Point localization data
===============

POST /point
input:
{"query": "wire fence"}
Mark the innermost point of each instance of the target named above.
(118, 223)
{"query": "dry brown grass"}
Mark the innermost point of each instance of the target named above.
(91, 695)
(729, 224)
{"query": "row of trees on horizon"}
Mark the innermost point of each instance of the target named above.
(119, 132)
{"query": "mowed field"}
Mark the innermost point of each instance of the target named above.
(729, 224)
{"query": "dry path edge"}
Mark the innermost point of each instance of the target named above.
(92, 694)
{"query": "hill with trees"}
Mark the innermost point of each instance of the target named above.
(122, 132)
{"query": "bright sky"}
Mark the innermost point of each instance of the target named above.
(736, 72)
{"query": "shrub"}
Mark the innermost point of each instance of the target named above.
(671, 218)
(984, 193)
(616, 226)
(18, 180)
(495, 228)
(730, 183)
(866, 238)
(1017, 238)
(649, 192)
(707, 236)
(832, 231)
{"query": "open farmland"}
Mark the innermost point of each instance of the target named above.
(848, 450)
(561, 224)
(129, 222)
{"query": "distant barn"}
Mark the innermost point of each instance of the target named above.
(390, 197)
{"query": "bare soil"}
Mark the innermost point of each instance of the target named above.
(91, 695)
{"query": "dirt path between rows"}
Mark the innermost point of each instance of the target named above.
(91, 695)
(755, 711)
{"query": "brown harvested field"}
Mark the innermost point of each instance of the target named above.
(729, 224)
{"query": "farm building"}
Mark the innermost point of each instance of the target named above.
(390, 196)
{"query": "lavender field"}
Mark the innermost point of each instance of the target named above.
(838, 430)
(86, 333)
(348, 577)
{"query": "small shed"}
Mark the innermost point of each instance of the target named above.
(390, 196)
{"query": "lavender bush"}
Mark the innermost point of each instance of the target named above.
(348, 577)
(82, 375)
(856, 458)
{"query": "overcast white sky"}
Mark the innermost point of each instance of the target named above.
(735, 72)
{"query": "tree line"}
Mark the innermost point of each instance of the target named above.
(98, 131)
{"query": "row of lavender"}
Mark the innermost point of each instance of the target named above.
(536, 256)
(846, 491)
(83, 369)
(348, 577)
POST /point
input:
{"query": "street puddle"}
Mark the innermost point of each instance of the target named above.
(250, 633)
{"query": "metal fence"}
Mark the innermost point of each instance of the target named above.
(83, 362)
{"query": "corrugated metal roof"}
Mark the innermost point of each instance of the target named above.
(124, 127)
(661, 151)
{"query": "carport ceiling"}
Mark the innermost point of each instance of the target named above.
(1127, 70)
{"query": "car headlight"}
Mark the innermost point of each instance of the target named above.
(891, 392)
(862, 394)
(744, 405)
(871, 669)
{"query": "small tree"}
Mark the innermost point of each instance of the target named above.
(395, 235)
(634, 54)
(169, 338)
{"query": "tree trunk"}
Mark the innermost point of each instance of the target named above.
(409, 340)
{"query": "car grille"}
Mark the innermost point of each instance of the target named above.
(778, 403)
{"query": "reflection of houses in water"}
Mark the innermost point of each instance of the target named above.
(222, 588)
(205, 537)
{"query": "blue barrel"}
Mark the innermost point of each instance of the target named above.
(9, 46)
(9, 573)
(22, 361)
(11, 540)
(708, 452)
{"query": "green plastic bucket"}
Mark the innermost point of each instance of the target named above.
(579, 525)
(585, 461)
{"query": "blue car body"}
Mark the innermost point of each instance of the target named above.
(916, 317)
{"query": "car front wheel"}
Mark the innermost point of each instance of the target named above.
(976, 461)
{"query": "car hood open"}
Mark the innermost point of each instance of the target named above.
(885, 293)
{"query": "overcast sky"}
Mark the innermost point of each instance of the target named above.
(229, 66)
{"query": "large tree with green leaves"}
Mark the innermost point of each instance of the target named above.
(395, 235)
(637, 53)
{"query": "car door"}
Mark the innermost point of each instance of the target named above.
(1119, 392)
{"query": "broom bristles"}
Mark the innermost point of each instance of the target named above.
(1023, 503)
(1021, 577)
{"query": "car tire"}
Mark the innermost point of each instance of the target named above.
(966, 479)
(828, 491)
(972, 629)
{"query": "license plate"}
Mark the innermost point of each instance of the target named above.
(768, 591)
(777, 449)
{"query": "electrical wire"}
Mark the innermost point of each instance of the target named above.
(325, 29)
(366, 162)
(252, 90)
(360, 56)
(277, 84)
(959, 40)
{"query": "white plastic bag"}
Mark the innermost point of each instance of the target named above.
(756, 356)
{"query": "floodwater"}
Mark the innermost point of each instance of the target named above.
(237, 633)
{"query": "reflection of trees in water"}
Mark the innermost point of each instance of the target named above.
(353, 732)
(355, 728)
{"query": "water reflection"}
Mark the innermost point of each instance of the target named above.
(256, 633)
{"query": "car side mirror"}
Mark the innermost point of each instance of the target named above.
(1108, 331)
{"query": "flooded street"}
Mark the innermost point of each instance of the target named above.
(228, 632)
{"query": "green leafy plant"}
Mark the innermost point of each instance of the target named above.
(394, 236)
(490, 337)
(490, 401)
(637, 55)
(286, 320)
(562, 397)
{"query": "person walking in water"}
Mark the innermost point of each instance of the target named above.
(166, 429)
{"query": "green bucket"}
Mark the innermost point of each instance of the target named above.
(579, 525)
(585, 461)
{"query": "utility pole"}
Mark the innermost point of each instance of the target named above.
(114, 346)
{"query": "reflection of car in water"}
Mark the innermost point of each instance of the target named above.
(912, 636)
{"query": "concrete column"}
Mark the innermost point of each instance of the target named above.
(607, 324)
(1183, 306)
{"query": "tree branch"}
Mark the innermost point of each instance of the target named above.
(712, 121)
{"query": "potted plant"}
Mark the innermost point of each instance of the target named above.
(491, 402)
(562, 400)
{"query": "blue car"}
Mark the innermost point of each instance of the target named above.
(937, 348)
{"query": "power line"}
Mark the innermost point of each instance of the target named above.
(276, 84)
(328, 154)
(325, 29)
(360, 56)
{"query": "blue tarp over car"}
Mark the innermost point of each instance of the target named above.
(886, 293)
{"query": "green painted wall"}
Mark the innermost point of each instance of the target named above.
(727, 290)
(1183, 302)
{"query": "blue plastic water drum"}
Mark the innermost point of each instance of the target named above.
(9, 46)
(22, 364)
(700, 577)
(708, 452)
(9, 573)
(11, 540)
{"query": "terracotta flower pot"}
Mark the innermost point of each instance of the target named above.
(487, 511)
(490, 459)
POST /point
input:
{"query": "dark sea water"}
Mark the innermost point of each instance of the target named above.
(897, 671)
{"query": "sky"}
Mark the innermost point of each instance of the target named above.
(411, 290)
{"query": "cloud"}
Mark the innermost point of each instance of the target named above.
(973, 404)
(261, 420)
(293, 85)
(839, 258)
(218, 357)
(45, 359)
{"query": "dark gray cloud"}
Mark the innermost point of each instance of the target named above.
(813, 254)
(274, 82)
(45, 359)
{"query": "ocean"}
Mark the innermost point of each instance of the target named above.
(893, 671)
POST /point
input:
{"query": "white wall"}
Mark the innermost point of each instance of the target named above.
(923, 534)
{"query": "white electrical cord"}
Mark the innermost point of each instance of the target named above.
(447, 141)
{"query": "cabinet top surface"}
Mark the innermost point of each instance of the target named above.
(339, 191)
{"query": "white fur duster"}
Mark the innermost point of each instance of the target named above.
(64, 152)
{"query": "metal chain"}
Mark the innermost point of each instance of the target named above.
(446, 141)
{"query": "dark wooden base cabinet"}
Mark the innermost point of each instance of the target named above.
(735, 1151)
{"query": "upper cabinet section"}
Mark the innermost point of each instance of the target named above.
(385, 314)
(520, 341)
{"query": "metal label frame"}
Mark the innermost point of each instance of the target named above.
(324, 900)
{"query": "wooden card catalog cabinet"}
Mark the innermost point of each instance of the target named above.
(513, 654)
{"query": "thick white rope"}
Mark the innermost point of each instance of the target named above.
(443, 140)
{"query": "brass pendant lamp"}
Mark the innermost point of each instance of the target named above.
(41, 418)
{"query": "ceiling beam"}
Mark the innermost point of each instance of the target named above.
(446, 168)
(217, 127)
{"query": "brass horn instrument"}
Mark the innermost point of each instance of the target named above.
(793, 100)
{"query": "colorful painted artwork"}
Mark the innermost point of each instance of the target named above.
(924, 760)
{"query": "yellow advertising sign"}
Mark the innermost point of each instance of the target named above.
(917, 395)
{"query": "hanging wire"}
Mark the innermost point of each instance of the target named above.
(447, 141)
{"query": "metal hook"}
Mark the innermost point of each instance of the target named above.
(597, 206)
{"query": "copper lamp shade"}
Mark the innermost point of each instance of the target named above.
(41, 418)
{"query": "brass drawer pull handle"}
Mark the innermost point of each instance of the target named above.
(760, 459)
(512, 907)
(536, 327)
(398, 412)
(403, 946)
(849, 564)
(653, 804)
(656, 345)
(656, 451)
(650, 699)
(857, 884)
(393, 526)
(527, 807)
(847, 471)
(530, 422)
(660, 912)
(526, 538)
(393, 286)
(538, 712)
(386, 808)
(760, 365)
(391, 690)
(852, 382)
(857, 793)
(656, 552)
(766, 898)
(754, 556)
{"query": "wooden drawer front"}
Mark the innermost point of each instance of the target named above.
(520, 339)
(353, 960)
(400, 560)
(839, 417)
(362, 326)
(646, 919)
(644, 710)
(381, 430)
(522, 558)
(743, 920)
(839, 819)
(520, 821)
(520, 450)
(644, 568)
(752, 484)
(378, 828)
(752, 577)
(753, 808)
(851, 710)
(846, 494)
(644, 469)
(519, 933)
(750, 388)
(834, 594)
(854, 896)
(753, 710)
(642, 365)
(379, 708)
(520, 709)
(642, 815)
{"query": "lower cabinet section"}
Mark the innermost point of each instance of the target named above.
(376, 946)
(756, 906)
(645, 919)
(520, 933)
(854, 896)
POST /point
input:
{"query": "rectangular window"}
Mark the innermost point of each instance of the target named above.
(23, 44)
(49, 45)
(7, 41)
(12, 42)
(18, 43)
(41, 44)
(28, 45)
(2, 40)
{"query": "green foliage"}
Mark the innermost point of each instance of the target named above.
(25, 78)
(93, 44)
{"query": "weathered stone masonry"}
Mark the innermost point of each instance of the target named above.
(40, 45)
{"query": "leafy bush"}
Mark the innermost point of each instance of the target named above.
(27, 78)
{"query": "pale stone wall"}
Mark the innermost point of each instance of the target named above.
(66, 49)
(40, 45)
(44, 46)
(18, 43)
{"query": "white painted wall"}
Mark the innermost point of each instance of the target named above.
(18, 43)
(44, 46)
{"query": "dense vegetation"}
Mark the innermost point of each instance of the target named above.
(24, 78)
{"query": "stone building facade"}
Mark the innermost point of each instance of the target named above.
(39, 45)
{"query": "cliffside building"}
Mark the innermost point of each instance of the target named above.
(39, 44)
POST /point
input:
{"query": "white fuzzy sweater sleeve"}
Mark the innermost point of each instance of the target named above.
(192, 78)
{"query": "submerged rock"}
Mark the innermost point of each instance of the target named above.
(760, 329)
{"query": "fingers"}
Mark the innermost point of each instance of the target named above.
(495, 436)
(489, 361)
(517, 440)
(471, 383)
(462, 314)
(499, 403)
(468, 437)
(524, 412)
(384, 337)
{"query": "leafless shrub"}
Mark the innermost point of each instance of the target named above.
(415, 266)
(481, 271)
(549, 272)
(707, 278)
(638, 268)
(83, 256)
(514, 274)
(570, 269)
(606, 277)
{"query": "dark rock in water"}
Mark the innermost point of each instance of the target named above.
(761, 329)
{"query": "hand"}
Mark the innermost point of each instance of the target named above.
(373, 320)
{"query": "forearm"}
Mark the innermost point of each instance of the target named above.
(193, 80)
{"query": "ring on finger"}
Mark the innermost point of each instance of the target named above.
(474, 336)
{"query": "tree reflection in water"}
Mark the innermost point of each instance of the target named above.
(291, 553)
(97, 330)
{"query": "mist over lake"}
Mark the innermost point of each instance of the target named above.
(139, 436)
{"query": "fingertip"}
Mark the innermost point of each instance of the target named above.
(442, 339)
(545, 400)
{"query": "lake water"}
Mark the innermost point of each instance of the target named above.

===============

**To do:**
Looking at the entries above, work out how many lines contain "building", then reply with that number and no other words.

**Finished task:**
3